• _What the exercise asks_
Copy out, word for word, the part of the items that opens with the line containing "blanket, that would be wonderful." and runs through the final line of the items.

• _Records for the exercise_
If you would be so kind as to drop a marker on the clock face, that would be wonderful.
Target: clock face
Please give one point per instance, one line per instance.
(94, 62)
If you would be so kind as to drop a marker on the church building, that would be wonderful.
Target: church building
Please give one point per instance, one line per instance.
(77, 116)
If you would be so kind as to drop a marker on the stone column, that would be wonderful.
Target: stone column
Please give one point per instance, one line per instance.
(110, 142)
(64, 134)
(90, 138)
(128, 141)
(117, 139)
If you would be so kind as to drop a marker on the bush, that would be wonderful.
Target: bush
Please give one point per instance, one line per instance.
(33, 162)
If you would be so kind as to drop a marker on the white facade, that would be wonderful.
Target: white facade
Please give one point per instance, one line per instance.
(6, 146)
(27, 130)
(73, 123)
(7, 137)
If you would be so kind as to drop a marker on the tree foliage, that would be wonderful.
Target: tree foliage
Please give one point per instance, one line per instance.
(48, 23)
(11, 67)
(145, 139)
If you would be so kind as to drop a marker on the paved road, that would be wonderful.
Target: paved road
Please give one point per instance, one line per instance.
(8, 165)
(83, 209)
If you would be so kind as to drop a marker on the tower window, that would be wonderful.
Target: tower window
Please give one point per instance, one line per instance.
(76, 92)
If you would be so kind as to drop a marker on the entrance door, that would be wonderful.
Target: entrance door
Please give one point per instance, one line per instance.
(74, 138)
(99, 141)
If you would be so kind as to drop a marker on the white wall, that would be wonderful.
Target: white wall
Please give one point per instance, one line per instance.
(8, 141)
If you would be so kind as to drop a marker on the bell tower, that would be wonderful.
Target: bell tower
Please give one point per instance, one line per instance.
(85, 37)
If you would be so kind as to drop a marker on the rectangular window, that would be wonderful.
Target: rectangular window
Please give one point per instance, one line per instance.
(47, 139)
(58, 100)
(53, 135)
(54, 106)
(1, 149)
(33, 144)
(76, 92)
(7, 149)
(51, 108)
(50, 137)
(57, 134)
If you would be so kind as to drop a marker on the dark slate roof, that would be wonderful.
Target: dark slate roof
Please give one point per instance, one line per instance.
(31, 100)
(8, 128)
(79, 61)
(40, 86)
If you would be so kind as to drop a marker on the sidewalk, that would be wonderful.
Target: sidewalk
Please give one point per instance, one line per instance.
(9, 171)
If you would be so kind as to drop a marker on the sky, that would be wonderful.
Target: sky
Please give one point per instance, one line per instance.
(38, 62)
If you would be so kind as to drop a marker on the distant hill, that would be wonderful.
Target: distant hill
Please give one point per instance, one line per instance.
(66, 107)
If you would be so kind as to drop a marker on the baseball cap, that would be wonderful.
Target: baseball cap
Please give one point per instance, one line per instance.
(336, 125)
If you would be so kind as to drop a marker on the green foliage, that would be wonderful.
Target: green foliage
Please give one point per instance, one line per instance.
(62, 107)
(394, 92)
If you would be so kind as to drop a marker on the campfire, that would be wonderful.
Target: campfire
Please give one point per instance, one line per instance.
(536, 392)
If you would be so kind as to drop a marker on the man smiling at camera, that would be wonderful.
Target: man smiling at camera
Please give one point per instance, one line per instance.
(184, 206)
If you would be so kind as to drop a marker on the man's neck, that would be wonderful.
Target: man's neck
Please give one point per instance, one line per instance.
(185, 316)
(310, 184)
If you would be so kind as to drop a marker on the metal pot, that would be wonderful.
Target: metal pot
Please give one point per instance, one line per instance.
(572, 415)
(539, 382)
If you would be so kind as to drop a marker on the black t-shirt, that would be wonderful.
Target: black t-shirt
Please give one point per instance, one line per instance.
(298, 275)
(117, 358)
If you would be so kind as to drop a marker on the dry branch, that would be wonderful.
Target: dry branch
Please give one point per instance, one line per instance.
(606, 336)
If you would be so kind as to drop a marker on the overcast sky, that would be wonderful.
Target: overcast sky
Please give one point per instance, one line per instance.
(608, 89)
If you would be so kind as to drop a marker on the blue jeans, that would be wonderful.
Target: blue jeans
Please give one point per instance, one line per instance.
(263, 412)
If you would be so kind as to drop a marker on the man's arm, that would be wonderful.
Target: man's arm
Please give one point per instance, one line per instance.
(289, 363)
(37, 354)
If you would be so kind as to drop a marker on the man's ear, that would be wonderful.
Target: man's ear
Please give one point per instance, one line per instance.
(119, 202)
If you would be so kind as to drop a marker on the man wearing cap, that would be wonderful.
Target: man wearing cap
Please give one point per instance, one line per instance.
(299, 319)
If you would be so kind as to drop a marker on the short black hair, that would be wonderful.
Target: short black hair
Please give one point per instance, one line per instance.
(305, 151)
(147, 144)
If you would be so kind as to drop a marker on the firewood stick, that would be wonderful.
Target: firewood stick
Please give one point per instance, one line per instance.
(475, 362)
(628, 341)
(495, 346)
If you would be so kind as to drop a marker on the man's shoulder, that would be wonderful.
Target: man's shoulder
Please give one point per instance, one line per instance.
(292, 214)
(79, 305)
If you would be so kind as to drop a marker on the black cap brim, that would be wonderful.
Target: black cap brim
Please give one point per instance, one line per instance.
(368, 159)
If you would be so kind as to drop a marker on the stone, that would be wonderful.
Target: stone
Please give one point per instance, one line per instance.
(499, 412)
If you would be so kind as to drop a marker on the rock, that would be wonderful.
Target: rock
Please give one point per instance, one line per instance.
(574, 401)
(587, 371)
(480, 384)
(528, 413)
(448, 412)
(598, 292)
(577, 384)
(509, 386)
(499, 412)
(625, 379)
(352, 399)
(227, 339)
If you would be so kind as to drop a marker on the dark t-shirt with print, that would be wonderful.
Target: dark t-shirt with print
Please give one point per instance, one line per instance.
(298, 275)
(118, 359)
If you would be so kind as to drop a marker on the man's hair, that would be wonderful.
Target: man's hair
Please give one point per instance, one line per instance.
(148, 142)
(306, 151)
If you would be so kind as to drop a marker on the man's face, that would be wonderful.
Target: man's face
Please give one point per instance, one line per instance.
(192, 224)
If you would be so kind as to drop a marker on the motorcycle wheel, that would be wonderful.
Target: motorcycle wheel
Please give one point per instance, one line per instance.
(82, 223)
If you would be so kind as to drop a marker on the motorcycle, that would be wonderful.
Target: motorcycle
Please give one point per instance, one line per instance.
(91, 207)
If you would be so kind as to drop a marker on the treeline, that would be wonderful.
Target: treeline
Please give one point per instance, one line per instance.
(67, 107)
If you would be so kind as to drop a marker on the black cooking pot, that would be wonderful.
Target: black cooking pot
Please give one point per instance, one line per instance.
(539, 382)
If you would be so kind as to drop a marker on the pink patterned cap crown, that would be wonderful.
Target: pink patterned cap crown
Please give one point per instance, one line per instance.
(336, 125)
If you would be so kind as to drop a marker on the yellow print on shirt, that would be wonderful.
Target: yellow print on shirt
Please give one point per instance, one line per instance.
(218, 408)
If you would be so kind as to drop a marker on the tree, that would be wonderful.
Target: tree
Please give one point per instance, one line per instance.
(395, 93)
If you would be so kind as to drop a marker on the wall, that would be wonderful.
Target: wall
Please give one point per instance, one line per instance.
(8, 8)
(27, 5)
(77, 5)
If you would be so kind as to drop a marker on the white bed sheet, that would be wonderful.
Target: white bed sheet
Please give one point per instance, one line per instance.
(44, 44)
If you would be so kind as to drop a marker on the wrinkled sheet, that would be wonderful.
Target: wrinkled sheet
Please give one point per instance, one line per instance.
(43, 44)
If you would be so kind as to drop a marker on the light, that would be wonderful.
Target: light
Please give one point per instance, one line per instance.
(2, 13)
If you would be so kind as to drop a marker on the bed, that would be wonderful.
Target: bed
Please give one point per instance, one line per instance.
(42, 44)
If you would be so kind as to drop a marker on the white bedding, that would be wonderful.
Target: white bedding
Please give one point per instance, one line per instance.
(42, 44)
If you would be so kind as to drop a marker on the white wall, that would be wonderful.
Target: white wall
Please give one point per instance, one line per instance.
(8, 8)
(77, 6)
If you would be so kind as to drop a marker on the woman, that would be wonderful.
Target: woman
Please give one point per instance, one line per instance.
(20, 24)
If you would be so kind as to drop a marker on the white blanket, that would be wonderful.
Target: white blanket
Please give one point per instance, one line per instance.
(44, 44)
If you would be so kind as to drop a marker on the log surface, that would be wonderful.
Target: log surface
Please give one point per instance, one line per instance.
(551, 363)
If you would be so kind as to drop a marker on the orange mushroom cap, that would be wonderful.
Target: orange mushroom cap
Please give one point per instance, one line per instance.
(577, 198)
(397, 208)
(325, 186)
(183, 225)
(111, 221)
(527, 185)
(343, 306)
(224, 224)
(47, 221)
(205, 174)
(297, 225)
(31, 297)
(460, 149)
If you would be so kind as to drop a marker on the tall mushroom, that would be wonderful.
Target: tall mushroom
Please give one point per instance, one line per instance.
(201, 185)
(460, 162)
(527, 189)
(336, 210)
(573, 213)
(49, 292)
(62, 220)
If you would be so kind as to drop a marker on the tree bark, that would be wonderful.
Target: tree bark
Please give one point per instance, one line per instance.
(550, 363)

• _Solved exercise_
If you would be so kind as to drop a marker on the white blanket, that would be wonderful.
Target: white blanket
Please give one point per instance, one line per instance.
(44, 44)
If you would be so kind as to drop a marker on the log surface, that would be wonderful.
Target: log surface
Please give one point per instance, one line per instance.
(551, 363)
If you would be so kind as to drop a marker on the orange mushroom cap, that would be wonderful.
Target: orange mushroom cap
Please give one point per instance, one line per instance.
(577, 198)
(397, 208)
(325, 186)
(183, 225)
(111, 221)
(527, 185)
(343, 306)
(224, 224)
(47, 221)
(205, 174)
(297, 225)
(31, 297)
(460, 149)
If you would be so kind as to drop a marker on the tall mushroom, that would be wonderful.
Target: tall mushroom
Please give one point per instance, one line per instance.
(201, 185)
(460, 162)
(527, 189)
(336, 210)
(573, 213)
(49, 292)
(62, 220)
If you would be so kind as to drop a marker on the tree bark, that would be wonderful.
Target: tree bark
Please give one point per instance, one line per instance.
(550, 363)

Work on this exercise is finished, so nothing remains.